● Extracted text:
Some fully autonomous weapons systems are already in use. The Phalanx air defence system is used on US ships for defence against close threats that approach the ship, such as missiles or aircraft. Essentially a guided Gatling gun, the Phalanx is usually operated by a human. However, if it detects more threats than the operator can manage, it can be switched to automatic mode, which allows it to engage multiple targets autonomously. According to the UN, a small 7.5kg Turkish drone system carried out an attack in Libya in 2020 autonomously, with no human in the loop. An Australian ground drone called the Jaeger-C, a sort of robotic mine, was demonstrated in 2022. AI navigation capabilities have already been developed for the US Reaper drone, and other autonomous drones have been demonstrated.
Such drones use a mix of AI techniques, from machine learning to computer vision to neural networks. These allow them to perceive their surroundings, avoid obstacles and detect targets. Local processing on the drones (“edge AI”) allows them to operate without the need for satellite communication and to remain operational even in a hostile electronic warfare environment, where radio signals are jammed.
Drone swarms are being developed that communicate with one another. Saab demonstrated a swarm of ten drones in a military exercise in March 2025. There have been displays of such swarms in synchronised drone shows in China involving hundreds of drones operating together. The largest demo so far, in Shenzen in 2024, involved over ten thousand coordinated drones. Although they have so far been shown as a benign light show, an alternative to fireworks displays, the military implications of such technology are obvious. Soldiers may be able to (sometimes) shoot down individual drones that are approaching them, but how will they deal with a coordinated swarm of hundreds? Artificial intelligence, as well as the economics of mass-produced cheap drones has transformed the battlefield in Ukraine. The Spiderweb operation, where cheap drones destroyed dozens of combat aircraft, had military planners around the world scrambling to consider whether such an operation could be carried out by a hostile party against them, either a nation state or well-organised terrorists. If such an attack occurred, what could be done to defend against it? Until recently, the idea of humans being hunted by autonomous robots has been the stuff of science fiction, such as the Metalhead episode of Black Mirror. The latest developments in the Ukraine war have shown that this prospect is much closer to reality than a futuristic fictional dystopia.

● Work instructions: In the text on autonomous weapons, how many drones took part in the largest demo so far, held in Shenzen in 2024?

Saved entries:
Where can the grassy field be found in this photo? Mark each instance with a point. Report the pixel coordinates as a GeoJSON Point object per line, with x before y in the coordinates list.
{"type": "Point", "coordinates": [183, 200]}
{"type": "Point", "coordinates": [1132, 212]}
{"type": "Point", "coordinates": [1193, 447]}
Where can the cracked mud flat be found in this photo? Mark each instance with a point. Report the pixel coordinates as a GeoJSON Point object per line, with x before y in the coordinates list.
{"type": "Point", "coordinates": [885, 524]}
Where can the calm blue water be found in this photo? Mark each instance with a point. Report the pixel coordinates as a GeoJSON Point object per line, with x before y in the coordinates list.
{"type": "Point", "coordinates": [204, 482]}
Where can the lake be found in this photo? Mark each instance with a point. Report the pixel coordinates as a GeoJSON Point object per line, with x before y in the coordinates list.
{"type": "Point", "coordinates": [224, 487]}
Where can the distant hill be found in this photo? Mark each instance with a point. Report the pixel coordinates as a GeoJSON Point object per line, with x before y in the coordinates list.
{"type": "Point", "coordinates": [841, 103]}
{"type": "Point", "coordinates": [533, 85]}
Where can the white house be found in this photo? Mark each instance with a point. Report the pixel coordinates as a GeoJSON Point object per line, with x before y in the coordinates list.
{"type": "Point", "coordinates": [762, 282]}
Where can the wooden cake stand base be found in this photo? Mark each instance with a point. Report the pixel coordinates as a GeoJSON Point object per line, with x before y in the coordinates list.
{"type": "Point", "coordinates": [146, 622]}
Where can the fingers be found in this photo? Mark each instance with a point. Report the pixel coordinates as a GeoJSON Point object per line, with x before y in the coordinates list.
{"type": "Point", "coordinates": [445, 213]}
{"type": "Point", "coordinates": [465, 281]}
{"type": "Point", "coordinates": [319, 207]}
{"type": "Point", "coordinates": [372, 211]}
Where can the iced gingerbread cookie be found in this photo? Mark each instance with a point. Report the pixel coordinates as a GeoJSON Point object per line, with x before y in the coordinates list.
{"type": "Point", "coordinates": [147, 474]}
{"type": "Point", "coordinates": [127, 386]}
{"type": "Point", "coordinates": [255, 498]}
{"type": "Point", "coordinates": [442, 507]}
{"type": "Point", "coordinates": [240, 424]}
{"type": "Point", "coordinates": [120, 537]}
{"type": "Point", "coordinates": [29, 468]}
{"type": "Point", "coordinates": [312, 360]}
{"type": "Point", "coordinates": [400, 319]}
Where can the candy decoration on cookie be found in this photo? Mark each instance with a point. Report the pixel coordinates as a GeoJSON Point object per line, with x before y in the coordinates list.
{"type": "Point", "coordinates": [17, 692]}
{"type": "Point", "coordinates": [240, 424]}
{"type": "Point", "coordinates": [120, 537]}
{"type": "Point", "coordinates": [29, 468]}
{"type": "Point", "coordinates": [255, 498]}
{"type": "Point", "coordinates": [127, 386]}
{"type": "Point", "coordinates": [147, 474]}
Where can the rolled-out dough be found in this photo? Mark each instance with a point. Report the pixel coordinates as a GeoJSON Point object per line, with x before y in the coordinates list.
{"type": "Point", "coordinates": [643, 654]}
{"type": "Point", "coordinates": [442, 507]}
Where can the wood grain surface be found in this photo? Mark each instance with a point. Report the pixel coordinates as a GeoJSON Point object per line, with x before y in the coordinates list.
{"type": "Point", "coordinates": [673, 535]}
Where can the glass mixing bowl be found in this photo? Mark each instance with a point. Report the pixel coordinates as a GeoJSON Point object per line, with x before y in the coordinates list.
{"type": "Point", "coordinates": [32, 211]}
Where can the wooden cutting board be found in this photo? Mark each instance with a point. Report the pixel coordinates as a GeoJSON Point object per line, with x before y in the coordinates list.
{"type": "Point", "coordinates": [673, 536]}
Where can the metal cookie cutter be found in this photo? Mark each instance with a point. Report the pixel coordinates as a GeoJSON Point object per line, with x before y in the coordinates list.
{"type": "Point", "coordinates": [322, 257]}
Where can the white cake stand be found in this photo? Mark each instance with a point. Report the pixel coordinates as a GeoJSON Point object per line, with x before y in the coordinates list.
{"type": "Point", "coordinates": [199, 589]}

● Response below: Over ten thousand coordinated drones.